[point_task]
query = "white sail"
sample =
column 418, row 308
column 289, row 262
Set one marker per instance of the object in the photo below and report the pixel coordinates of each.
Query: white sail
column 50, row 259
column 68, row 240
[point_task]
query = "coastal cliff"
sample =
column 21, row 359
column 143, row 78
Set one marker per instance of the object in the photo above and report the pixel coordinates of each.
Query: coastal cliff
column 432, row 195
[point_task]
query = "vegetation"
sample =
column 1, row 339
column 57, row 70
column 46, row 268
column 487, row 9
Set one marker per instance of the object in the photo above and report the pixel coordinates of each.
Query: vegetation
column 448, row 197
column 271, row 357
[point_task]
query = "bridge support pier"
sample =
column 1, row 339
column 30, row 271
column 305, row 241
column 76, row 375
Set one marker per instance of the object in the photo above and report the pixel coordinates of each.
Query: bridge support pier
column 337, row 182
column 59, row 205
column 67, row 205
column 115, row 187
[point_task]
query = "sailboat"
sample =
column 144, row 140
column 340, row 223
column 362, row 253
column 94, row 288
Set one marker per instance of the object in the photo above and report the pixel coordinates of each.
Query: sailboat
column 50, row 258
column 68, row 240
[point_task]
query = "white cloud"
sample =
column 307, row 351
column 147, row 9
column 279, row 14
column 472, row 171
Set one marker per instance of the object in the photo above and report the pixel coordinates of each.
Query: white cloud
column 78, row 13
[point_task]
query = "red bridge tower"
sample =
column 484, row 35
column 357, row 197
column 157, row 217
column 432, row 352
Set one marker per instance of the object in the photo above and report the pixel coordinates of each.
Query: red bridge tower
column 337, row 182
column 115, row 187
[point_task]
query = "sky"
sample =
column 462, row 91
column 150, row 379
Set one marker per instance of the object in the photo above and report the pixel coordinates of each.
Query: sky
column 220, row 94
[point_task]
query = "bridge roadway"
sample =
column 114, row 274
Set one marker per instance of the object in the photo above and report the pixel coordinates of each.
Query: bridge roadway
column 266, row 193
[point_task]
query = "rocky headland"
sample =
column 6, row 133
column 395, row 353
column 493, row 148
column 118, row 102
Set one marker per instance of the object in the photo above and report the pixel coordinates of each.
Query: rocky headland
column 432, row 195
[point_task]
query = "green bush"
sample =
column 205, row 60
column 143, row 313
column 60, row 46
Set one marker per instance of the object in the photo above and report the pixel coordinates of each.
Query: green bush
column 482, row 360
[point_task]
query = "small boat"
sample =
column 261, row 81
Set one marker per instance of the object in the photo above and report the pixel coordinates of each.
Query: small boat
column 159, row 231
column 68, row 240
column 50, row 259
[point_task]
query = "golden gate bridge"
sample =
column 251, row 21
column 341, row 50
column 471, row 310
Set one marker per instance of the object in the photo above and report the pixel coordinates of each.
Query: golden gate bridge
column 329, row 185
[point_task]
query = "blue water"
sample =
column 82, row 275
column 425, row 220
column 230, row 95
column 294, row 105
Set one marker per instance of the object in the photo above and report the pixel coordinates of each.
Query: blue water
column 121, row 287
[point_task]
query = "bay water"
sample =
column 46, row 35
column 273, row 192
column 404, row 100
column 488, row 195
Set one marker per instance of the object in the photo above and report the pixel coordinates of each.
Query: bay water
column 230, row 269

(Challenge): Find each line above that contains the word "rocky", and copy every such line in full.

(Worked solution):
query = "rocky headland"
Query: rocky headland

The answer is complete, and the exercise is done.